> [Passage provided]
╭──
After Glacier National Park, it was time to explore the Canadian side of the International Peace Park in Waterton Lakes National Park.
Now, I have to admit that I hadn’t heard of Waterton Lakes National Park until it was recommended to me earlier in the year. Jam packed with scenery and adventure, it is a wonder how Waterton has remained a secret avoiding the mass crowds that fill other National Parks such as Banff and Jasper. While the town is small, it offers plenty of accommodations and restaurants to satisfy visitors. Best yet, it offers numerous world-class hiking trails and other activities such as golfing, fishing, and windsurfing with a backdrop that can best be described as breathtaking.
I booked us into the Waterton Townsite Campground for our first couple of days. Not only is it the only one in Waterton that accepts reservations in advance, it is located on the lake and is only a 10 minute walk into town. The campground is popular, however, so reservations need to be made FAR in advance. Even booking in May for August, I was only able to secure three nights in a row.
There are three famous, world-class hiking trails in Waterton Lakes National Park: Crypt Lake, Akamina Ridge and Carthew-Alderson Trail. Together they make up the “Triple Crown Challenge.” Those daring enough to complete all three trails are rewarded with their names on the “Glory Board” in Waterton.
Each one of the Triple Crown hikes has something incredible to offer. The Crypt Lake Trail (17.2 km; 10.7 miles) made the Top 20 Most Thrilling Trails in the World by National Geographic for its 100-foot, hands-and-knees crawl through a natural tunnel, narrow ledges, and scurrying ferrata style up a metal ladder. The Akamina Ridge (20.0 km; 12.4 miles) is also a scramble with a 1300m elevation gain onto an exposed trail following the BC-AB boundary. Finally, the Carthew-Alderson Trail (18.0 km; 11.1 miles) is considered one of the most beautiful hikes in Canada with varied and outstanding scenery including mountains, glaciers and high alpine lakes.
While I loved the idea of conquering all three, we decided to start with one and go from there. We were only going to be in Waterton for four days and planning three 20 km hikes in row didn’t seem quite feasible. Kevin, maybe. Me? Not so much….
We decided on the Carthew-Alderson Trail for its promise of picturesque scenery. Not to mention, it seemed like the best choice for me compared to the other two. As I was still recovering from Angel’s Landing in Zion National Park, the idea of crawling on my hands in knees through a tunnel onto a narrow ledge sounded terrifying. The Akimina Ridge sounded like a bit of a struggle too…
To get to the trailhead, we reserved a ride on the Akamina Hiker Shuttle (akaminahikershuttle.com). While reservations are required in advance, the shuttle is free and has three locations for pickup in town. Lucky for us, there was a pickup right outside the campsite. Even luckier for us, the trail ended at Cameron Falls which was also next to the campsite.
Can’t get much more convenient than that.
After a short ride on the shuttle, we unloaded our bags and set off excited for one of Canada’s most beautiful trails!
╰──
[Rows from a box-labeling dataset]
╭──
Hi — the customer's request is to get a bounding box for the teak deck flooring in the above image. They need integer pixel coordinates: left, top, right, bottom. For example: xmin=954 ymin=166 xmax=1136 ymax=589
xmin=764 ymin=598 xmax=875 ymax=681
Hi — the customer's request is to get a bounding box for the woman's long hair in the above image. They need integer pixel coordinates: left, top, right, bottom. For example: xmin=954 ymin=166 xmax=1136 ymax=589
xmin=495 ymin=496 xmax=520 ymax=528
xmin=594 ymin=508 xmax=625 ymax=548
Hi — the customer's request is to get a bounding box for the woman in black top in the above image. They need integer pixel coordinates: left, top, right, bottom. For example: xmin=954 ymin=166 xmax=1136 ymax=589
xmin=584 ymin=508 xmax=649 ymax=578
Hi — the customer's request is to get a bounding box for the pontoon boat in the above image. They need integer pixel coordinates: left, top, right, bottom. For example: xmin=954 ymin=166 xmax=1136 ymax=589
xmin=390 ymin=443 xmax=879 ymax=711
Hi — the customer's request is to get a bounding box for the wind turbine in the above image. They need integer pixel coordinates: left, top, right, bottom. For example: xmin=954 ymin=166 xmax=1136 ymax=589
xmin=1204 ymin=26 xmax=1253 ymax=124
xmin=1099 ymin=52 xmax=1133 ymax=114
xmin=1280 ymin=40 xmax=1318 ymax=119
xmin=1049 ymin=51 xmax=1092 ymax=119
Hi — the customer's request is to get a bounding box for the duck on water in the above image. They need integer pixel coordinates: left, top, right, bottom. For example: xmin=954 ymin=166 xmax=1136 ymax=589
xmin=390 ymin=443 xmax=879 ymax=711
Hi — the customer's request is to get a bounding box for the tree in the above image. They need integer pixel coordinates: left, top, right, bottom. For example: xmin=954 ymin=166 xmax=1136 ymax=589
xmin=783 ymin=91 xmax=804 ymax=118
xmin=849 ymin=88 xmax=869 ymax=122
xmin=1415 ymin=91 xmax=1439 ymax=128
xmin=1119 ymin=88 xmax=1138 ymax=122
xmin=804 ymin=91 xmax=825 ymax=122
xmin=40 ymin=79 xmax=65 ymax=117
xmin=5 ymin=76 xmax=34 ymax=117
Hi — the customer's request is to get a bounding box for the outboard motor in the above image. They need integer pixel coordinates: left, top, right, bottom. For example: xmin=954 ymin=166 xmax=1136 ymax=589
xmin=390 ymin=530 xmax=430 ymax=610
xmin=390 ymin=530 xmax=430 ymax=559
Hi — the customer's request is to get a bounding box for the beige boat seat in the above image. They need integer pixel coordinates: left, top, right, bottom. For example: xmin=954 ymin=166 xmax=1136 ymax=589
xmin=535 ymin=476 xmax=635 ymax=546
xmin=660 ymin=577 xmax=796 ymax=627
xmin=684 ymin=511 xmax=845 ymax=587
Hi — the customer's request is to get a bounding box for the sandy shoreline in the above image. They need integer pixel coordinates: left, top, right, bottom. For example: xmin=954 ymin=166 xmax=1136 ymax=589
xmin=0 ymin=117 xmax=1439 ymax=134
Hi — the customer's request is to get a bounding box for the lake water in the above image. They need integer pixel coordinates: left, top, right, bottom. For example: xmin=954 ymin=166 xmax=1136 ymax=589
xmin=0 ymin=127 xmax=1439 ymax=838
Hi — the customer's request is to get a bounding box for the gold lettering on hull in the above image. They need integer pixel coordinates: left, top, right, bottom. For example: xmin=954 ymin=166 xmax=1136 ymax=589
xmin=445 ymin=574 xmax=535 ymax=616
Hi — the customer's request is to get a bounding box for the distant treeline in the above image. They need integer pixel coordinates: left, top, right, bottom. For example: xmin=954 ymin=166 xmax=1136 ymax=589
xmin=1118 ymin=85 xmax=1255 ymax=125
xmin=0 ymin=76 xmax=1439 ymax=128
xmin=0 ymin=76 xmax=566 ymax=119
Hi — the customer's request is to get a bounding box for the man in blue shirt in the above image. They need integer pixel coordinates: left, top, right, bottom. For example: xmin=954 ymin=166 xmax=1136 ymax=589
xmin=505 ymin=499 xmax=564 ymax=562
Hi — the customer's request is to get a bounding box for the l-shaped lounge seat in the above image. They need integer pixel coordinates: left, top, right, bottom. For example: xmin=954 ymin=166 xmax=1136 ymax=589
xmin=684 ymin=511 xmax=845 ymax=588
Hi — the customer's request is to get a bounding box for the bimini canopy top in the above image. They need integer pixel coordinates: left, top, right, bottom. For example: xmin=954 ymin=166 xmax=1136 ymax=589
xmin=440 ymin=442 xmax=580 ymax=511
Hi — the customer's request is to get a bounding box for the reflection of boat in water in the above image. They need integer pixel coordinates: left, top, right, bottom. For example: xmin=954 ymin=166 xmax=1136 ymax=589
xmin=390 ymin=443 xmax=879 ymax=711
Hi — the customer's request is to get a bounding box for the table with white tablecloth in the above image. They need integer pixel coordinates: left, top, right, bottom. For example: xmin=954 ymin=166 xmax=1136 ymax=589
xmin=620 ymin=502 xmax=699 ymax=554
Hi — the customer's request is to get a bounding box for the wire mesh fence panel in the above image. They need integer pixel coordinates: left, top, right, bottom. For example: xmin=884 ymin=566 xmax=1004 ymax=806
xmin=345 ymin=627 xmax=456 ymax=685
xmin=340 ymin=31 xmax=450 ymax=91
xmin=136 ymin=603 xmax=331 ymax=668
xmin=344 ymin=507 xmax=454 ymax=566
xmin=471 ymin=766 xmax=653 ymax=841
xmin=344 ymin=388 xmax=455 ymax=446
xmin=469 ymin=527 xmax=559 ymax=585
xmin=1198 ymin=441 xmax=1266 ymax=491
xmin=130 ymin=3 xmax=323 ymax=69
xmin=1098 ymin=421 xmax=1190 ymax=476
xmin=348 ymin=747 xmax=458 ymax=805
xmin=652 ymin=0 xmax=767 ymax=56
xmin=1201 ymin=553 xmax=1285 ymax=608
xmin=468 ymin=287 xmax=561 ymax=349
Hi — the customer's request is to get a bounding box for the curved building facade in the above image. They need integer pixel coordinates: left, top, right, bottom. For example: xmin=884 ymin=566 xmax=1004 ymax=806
╰──
> [Stated problem 1] From the Waterton Lakes passage, return the part that opens with the words containing "After Glacier National" and closes with "described as breathtaking.".
> [Stated problem 2] Please rewrite the paragraph of the Waterton Lakes passage that begins "Each one of the Triple Crown hikes" as a short list, keeping its main facts.

> [Correct answer 1]
After Glacier National Park, it was time to explore the Canadian side of the International Peace Park in Waterton Lakes National Park.
Now, I have to admit that I hadn’t heard of Waterton Lakes National Park until it was recommended to me earlier in the year. Jam packed with scenery and adventure, it is a wonder how Waterton has remained a secret avoiding the mass crowds that fill other National Parks such as Banff and Jasper. While the town is small, it offers plenty of accommodations and restaurants to satisfy visitors. Best yet, it offers numerous world-class hiking trails and other activities such as golfing, fishing, and windsurfing with a backdrop that can best be described as breathtaking.

> [Correct answer 2]
Each Triple Crown hike offers something incredible:
- Crypt Lake Trail (17.2 km; 10.7 miles): named by National Geographic to its Top 20 Most Thrilling Trails in the World for a 100-foot hands-and-knees crawl through a natural tunnel, narrow ledges, and a ferrata-style climb up a metal ladder.
- Akamina Ridge (20.0 km; 12.4 miles): a scramble with a 1300 m elevation gain onto an exposed trail following the BC-AB boundary.
- Carthew-Alderson Trail (18.0 km; 11.1 miles): considered one of the most beautiful hikes in Canada, with mountains, glaciers and high alpine lakes.